WORK ORDER — Give back exactly the lines running from the line with "box: [478, 746, 526, 768]" to the end of the entries, and only those lines.

INFORMATION SUPPLIED —

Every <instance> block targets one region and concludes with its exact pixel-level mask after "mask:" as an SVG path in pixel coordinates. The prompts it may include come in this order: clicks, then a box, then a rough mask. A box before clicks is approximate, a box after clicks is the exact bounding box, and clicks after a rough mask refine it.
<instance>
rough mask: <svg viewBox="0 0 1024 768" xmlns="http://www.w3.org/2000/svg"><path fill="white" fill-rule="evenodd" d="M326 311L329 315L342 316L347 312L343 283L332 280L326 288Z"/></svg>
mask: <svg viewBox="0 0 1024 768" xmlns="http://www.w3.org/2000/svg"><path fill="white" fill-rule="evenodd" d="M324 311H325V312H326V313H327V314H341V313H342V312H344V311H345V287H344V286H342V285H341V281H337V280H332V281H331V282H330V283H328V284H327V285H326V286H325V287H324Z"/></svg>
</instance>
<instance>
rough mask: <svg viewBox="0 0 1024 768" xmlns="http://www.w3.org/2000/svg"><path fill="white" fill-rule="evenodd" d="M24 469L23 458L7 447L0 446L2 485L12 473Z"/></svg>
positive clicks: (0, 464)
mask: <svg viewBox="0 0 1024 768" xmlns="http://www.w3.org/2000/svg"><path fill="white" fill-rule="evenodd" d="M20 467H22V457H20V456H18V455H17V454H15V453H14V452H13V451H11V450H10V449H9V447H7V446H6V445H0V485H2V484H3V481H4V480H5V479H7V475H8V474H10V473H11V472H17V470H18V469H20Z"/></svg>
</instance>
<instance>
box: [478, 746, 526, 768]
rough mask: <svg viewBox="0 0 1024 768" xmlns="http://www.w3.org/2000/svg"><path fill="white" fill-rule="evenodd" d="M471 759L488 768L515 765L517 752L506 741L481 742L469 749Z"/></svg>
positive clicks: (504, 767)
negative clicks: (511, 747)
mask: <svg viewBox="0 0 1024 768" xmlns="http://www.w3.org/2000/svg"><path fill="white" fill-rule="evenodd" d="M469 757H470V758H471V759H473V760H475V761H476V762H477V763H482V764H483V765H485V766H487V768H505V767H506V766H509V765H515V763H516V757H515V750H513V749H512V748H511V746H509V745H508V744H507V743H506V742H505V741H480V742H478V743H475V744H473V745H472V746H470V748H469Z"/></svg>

SOLUTION TO THE PROBLEM —
box: [478, 746, 526, 768]
rough mask: <svg viewBox="0 0 1024 768" xmlns="http://www.w3.org/2000/svg"><path fill="white" fill-rule="evenodd" d="M471 759L488 768L515 765L517 752L506 741L481 742L469 749Z"/></svg>
positive clicks: (504, 767)
negative clicks: (511, 747)
mask: <svg viewBox="0 0 1024 768" xmlns="http://www.w3.org/2000/svg"><path fill="white" fill-rule="evenodd" d="M469 757H470V758H471V759H473V760H475V761H476V762H477V763H482V764H483V765H485V766H487V768H505V767H506V766H509V765H515V763H516V757H515V750H513V749H512V748H511V746H509V745H508V744H507V743H506V742H505V741H480V742H478V743H475V744H473V745H472V746H470V748H469Z"/></svg>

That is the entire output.